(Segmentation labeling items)
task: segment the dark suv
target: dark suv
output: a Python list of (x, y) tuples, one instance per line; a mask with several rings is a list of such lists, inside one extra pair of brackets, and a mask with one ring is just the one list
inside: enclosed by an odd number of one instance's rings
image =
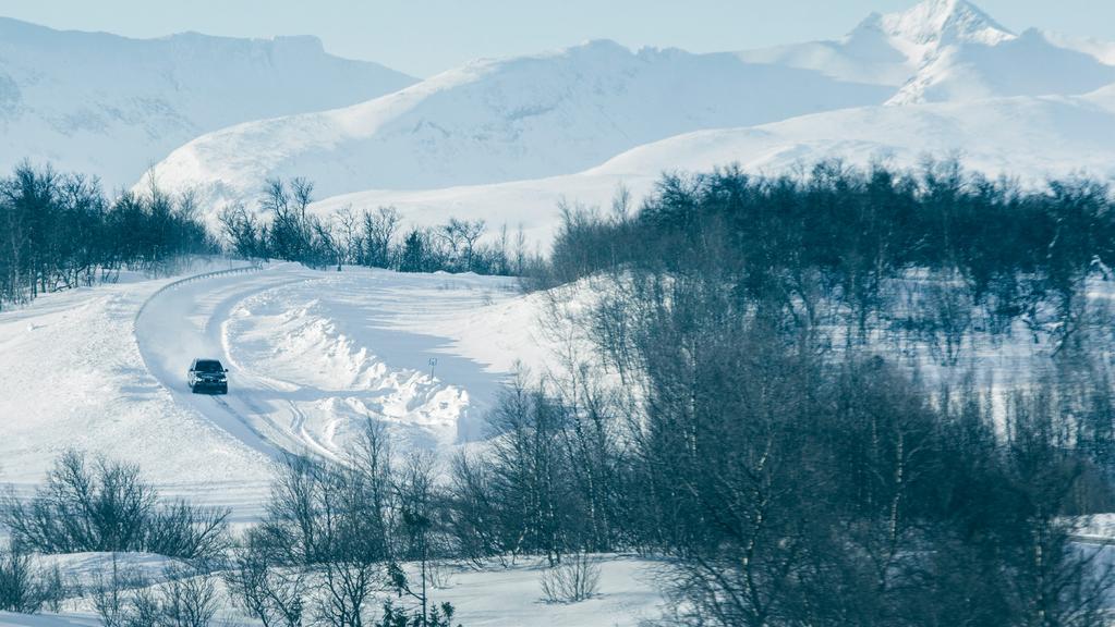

• Requirement
Rewrite every line of the rows above as a Markdown table with the columns No. and Line, leaving out blank lines. Leave the pictures out of the answer.

• Solution to this exercise
| No. | Line |
|---|---|
| 1 | task: segment the dark suv |
| 2 | target: dark suv |
| 3 | output: a Python list of (x, y) tuples, one instance per line; a mask with several rings is a list of such lists, inside one extra pair of brackets, and a mask with one ring is just the one list |
| 4 | inside: enclosed by an odd number of one instance's rings |
| 5 | image = |